UN Secretary General Antonio Guterres said Thursday he was “deeply concerned” by wildfires that have damaged large sections of the Amazon rainforest. The fire has covered several Brazilian cities in thick smoke. “I’m deeply concerned by the fires in the Amazon rainforest. In the midst of the global climate crisis, we cannot afford more damage to a major source of oxygen and biodiversity,” he said on Twitter.
“The Amazon must be protected.”
Attention on the issue coincides with a UN regional meeting on climate change in Brazil ahead of a December summit in Chile.
Earlier, French president Macron said wildfires in the Amazon were an “international crisis” and called on this weekend’s G7 to address the issue.
“Our house is burning. Literally. The Amazon rainforest—the lungs which produces 20 per cent of our planet’s oxygen—is on fire. It is an international crisis. Members of the G7 Summit, let’s discuss this emergency first order in two days!” Macron said on Twitter.

__________

_Tasks to perform:_
**a.** Using the text on the Amazon fires, decide whether each statement agrees with it: (i) Guterres shared his concern on Twitter; (ii) Macron asked the G7 to take up the fires; (iii) the December summit will be held in Brazil. Answer yes or no for each, and quote the deciding words of the text.
**b.** Write out everything in the text on the Amazon fires from "Attention on the" down to "address the issue.".

__________

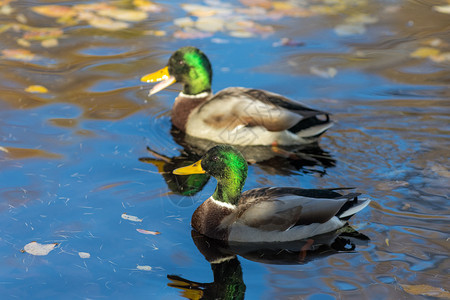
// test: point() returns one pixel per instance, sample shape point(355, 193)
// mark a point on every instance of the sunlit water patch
point(88, 163)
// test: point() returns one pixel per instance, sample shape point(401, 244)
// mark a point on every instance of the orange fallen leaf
point(423, 52)
point(35, 248)
point(107, 24)
point(54, 11)
point(124, 14)
point(18, 54)
point(36, 89)
point(425, 290)
point(43, 34)
point(143, 231)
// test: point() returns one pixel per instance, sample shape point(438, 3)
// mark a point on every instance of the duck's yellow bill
point(161, 75)
point(195, 168)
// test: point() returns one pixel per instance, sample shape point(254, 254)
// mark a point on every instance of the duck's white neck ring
point(201, 95)
point(223, 204)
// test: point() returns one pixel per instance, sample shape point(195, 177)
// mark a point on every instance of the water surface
point(75, 159)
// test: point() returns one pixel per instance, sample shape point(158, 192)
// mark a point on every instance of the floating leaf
point(43, 34)
point(287, 42)
point(361, 19)
point(143, 231)
point(350, 29)
point(54, 11)
point(93, 6)
point(148, 6)
point(155, 32)
point(445, 9)
point(49, 43)
point(184, 22)
point(259, 3)
point(23, 42)
point(390, 185)
point(210, 24)
point(124, 14)
point(22, 153)
point(324, 73)
point(36, 248)
point(84, 255)
point(6, 9)
point(199, 10)
point(423, 52)
point(18, 54)
point(425, 290)
point(107, 24)
point(131, 218)
point(39, 89)
point(191, 34)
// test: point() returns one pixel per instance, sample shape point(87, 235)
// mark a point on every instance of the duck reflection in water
point(227, 271)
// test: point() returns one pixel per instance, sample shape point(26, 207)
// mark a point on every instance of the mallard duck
point(268, 214)
point(235, 115)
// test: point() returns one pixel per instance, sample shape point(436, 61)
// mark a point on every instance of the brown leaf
point(425, 290)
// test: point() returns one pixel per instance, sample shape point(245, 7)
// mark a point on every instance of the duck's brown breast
point(207, 219)
point(183, 107)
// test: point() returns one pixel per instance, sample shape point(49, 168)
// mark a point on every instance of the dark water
point(75, 159)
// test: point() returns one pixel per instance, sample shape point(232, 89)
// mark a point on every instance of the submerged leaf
point(131, 218)
point(107, 24)
point(36, 89)
point(423, 52)
point(425, 290)
point(143, 231)
point(54, 11)
point(324, 73)
point(148, 6)
point(84, 255)
point(43, 34)
point(18, 54)
point(445, 9)
point(124, 14)
point(144, 268)
point(35, 248)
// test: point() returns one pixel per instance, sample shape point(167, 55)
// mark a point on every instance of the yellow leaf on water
point(130, 217)
point(445, 9)
point(282, 5)
point(155, 32)
point(107, 24)
point(22, 153)
point(124, 14)
point(84, 254)
point(43, 34)
point(425, 290)
point(36, 89)
point(143, 231)
point(18, 54)
point(148, 6)
point(49, 43)
point(23, 42)
point(423, 52)
point(38, 249)
point(54, 11)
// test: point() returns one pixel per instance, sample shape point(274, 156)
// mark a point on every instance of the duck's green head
point(189, 66)
point(227, 165)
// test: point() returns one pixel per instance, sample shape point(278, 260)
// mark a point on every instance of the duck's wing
point(238, 106)
point(282, 208)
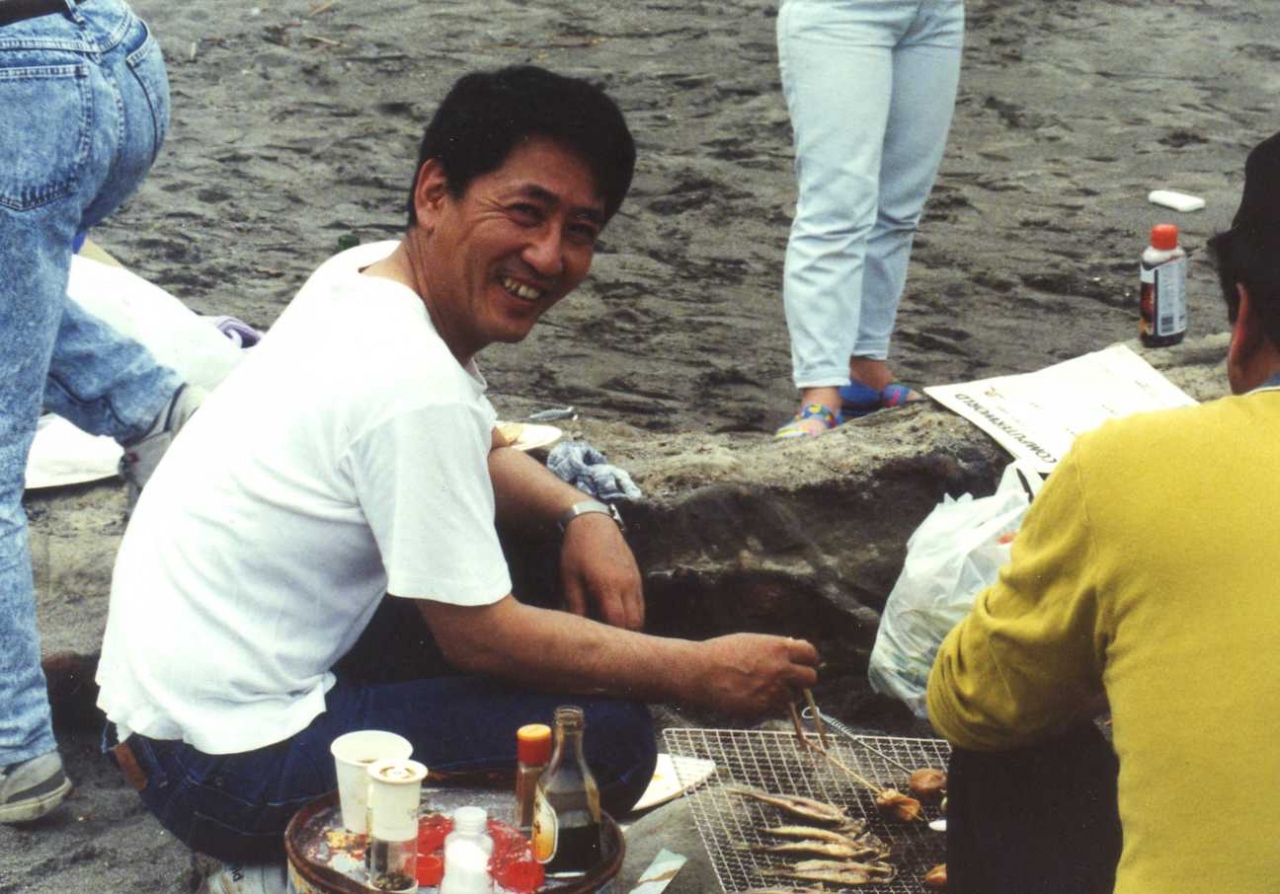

__________

_Task-by-task solutions:_
**a.**
(i) Yes: "he said on Twitter."
(ii) Yes: "called on this weekend’s G7 to address the issue."
(iii) No: "ahead of a December summit in Chile."

**b.**
Attention on the issue coincides with a UN regional meeting on climate change in Brazil ahead of a December summit in Chile.
Earlier, French president Macron said wildfires in the Amazon were an “international crisis” and called on this weekend’s G7 to address the issue.